■ Supplied entries:

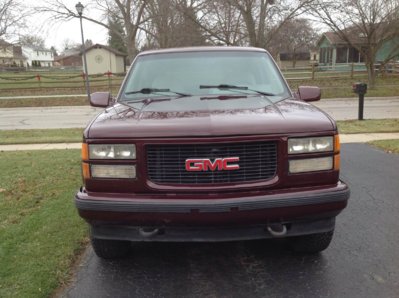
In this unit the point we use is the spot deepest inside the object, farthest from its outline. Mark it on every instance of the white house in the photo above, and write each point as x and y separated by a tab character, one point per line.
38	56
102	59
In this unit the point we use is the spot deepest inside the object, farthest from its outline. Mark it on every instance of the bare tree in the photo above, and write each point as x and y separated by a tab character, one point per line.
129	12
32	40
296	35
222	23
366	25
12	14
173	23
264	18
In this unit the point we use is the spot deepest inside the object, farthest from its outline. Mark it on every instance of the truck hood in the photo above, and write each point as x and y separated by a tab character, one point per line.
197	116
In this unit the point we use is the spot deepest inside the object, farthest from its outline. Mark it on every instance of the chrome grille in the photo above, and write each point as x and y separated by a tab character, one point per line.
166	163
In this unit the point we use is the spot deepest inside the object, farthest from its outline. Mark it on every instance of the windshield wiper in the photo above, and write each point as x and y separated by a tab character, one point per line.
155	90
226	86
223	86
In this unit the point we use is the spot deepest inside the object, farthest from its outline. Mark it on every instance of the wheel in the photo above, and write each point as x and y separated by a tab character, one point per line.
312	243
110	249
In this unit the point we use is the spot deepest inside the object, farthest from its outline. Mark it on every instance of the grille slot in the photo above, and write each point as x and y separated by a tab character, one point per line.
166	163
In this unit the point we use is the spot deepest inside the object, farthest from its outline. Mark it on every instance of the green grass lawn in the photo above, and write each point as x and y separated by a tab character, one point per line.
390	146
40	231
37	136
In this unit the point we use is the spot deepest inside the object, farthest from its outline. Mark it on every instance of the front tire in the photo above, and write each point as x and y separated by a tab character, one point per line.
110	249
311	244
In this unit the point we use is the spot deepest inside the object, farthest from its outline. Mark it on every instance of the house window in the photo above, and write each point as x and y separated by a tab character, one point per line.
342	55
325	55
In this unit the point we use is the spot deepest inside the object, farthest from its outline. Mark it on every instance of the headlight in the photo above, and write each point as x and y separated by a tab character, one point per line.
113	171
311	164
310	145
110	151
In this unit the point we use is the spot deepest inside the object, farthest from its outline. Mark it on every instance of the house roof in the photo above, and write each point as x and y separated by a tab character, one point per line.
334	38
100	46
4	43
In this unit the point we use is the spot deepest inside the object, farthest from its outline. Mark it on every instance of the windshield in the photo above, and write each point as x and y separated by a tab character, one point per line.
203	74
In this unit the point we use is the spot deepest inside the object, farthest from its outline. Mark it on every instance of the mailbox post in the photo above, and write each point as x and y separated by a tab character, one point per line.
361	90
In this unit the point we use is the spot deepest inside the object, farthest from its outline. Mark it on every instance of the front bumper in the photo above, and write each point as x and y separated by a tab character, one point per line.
==
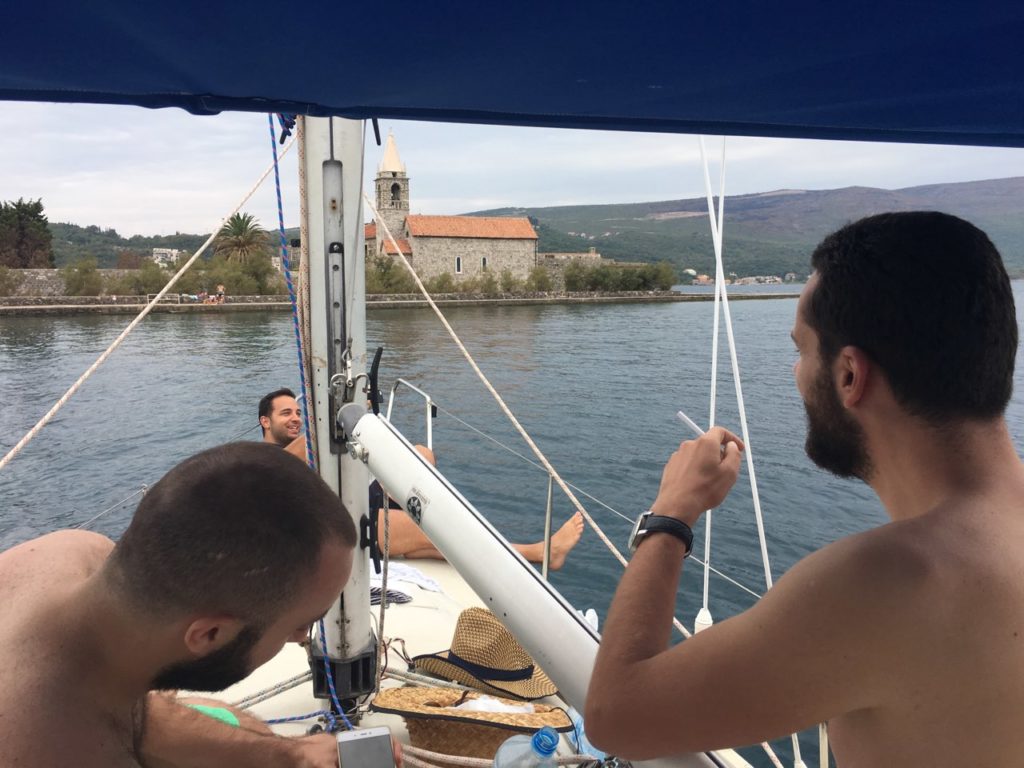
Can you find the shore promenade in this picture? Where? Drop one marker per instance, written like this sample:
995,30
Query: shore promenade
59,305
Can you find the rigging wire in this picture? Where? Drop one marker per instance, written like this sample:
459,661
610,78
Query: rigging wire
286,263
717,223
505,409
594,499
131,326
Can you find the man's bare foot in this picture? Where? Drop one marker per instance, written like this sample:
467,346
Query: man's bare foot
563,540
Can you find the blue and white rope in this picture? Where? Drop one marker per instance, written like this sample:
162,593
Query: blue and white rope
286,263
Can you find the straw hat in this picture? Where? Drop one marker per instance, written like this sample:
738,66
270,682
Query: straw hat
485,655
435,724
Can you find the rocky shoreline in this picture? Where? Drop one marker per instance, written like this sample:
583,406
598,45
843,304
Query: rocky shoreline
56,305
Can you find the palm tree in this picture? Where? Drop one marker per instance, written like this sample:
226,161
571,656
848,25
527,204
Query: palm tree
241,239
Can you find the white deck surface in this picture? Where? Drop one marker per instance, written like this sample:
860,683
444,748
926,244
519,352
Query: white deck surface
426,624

■ Requirement:
Look through the records for the word "Drop". Every line that has it should be copied.

■ Solved exercise:
Can you find the shore promenade in this picture? Where? Drop one marker per instance, written like this sample:
Can you find the rigging wire in this picture? Where? Drop one marker per instance, written like this sample:
Can you find the man's bare foot in this picture? Where? Drop one marker per instance, written like this sample:
Can you find the blue and white rope in this picture? Where? Drop one marker per instance, written like this sample:
Can you find the straw hat in this picture? Where? Drop one marker per instance, written like this sample:
Can you find the rocky shoreline in this picture? Where? Drop one marker per instance, written like this sample:
Can you find the palm tree in this picture? Where? Drop one marker per instance, written like this sample:
Can you find the white deck surface in this picture? Where? Drop one marker per instance, written like this sample:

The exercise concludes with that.